───── INPUT RECORDS ─────
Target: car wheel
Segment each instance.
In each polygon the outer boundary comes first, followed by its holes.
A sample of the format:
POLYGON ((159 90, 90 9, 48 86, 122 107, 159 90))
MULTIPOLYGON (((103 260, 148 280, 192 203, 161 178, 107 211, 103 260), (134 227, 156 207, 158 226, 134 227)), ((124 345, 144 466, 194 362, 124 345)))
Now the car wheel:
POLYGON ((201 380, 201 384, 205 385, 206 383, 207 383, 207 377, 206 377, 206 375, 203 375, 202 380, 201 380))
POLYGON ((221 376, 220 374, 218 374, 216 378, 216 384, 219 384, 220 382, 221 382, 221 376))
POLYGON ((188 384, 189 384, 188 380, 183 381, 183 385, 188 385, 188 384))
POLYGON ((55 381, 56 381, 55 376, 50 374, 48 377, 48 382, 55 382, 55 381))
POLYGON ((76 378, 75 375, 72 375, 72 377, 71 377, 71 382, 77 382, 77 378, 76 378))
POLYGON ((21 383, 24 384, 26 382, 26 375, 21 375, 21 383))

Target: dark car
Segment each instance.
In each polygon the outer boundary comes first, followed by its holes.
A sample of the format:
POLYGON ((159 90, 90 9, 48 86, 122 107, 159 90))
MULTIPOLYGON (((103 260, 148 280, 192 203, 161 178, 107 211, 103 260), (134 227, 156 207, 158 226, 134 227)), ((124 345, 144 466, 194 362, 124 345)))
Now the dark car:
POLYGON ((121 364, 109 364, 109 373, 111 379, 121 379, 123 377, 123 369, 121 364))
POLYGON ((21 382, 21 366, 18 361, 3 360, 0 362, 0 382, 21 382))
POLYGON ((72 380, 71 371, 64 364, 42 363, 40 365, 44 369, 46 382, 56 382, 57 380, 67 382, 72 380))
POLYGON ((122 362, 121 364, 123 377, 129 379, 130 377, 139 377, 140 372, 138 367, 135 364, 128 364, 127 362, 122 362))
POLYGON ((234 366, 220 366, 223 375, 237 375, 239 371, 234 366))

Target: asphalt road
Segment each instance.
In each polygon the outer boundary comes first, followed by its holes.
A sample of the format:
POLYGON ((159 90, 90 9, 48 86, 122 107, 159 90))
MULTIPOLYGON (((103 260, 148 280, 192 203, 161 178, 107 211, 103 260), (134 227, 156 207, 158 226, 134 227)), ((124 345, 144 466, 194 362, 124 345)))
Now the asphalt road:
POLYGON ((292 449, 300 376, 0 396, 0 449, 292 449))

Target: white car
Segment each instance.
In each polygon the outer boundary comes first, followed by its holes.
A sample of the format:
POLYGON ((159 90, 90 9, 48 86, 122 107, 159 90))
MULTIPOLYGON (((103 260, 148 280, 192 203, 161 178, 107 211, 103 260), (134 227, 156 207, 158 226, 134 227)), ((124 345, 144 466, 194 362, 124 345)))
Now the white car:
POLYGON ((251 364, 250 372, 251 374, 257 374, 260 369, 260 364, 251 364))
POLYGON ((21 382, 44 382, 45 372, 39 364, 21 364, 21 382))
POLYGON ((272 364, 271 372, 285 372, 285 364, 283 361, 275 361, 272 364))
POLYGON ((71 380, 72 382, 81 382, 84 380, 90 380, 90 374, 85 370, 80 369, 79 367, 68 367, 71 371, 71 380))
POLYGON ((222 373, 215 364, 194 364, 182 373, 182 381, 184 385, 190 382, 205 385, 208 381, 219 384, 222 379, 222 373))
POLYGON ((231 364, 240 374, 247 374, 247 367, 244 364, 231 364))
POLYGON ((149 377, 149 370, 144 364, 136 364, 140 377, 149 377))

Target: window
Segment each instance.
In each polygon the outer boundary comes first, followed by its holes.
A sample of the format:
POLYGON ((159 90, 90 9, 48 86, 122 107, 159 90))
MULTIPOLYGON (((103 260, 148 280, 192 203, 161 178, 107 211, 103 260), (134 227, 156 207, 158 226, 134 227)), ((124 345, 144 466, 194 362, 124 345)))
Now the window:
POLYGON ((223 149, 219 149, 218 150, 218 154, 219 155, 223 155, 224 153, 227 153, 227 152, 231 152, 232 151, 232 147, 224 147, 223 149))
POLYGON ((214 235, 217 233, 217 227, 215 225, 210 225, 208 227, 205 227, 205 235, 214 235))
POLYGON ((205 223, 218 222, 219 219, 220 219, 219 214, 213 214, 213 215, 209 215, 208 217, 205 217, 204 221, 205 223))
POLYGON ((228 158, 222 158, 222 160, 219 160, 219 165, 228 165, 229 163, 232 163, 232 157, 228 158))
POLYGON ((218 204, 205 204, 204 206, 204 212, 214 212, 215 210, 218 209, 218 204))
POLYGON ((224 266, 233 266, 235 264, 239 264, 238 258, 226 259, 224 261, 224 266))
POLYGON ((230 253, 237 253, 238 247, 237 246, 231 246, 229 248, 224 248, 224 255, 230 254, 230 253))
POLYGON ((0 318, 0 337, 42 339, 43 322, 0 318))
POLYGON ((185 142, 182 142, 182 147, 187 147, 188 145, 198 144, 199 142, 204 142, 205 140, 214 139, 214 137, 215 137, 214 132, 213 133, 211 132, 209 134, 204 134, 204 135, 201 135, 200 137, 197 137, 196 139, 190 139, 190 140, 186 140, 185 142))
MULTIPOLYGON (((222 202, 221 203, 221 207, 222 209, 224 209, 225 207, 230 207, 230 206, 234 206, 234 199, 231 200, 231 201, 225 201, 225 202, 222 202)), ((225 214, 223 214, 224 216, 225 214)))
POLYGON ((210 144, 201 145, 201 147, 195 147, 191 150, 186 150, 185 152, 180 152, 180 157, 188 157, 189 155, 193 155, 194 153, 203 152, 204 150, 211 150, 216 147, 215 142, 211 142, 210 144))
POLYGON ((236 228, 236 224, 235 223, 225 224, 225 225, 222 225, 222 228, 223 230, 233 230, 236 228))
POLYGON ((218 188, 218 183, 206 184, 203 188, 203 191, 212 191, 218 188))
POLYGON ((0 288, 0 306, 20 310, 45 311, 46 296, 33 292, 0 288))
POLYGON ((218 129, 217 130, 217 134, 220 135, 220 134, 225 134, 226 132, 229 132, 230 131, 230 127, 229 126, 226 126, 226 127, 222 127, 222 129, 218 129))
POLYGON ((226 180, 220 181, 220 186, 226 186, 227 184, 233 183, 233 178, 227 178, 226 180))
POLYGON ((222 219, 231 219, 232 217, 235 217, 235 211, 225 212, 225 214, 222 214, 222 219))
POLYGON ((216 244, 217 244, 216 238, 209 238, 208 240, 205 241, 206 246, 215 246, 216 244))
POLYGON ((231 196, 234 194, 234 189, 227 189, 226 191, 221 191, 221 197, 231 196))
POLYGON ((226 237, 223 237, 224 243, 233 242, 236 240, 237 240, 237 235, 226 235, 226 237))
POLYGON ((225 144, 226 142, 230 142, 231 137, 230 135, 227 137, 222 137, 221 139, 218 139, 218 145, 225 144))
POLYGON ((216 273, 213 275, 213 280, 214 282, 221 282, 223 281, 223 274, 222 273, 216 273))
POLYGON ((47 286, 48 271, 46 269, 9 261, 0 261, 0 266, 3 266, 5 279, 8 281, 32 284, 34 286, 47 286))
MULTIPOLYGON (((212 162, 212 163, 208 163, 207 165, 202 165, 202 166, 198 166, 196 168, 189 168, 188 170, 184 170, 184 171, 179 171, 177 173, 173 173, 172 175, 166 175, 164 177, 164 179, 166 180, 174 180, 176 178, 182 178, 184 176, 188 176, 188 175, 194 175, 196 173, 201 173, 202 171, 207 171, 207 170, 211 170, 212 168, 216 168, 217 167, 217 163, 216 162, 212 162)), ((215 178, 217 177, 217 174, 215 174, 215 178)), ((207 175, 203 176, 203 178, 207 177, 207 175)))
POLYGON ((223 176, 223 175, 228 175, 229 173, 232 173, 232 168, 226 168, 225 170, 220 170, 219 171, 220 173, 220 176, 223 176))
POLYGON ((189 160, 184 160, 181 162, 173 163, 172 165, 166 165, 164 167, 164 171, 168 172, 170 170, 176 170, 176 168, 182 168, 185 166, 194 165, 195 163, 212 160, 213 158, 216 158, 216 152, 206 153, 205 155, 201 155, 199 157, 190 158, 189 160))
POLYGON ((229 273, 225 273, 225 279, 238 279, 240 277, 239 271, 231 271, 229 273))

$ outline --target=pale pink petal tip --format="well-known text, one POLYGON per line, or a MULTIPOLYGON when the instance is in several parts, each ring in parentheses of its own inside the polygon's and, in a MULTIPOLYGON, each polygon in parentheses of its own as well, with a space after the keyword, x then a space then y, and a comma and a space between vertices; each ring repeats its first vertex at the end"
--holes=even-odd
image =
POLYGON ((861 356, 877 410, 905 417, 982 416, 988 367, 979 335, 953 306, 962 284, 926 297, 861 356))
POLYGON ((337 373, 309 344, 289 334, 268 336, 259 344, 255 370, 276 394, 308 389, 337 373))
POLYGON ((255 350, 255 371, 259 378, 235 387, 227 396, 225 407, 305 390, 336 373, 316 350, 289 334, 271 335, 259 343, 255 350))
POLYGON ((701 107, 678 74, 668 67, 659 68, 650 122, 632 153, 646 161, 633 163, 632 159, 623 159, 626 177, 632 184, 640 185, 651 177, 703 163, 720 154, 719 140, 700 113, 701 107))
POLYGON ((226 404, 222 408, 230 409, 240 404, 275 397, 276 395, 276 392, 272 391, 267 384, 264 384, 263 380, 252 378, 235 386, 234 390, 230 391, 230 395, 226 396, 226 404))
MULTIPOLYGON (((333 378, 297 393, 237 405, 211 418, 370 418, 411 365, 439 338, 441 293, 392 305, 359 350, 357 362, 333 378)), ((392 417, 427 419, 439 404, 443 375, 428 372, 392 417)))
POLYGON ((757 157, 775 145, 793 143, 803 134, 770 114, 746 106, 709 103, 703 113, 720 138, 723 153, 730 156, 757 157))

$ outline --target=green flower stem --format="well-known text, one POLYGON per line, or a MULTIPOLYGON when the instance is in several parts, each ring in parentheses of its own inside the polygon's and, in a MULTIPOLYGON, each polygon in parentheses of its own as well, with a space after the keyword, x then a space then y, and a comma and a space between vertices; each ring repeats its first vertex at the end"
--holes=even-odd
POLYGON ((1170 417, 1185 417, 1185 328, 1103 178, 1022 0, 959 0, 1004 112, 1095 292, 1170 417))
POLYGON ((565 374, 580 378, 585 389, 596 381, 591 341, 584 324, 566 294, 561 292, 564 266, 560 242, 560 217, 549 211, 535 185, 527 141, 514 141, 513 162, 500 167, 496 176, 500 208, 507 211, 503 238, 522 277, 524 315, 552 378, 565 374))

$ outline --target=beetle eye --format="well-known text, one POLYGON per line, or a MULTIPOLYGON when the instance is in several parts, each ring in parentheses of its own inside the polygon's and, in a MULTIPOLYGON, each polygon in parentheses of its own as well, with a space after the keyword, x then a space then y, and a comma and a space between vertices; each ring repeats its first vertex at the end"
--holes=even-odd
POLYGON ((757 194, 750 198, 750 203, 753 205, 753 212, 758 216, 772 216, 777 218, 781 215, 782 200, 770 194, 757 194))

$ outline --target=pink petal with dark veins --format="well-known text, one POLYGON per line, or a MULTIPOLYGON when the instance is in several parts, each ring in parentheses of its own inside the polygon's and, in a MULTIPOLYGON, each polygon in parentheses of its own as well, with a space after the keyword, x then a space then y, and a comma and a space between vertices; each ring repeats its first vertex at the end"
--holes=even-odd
─────
Copy out every line from the data above that has "pink" in it.

$ outline --target=pale pink petal tip --format="well-known text, one POLYGON per line, or a MULTIPOLYGON when the instance is in several parts, each ring in parentheses of its own inside the polygon's and, in a MULTIPOLYGON, each polygon in parentheses of its own as well, with a space after the keyword, x then a space then y, and a comma and a space between vertices; each ring repeats its first vertex at the end"
$ outline --target=pink petal with dark veins --format="well-known text, one POLYGON per line, or a MULTIPOLYGON when the instance is in several parts, each ring in parentheses of its own inside the polygon's and, in a MULTIPOLYGON, each polygon in parentheses of its own as well, with a space after the keyword, x then a space then y, and a comma and a space between vertices; each ring repeats its first vertex at the end"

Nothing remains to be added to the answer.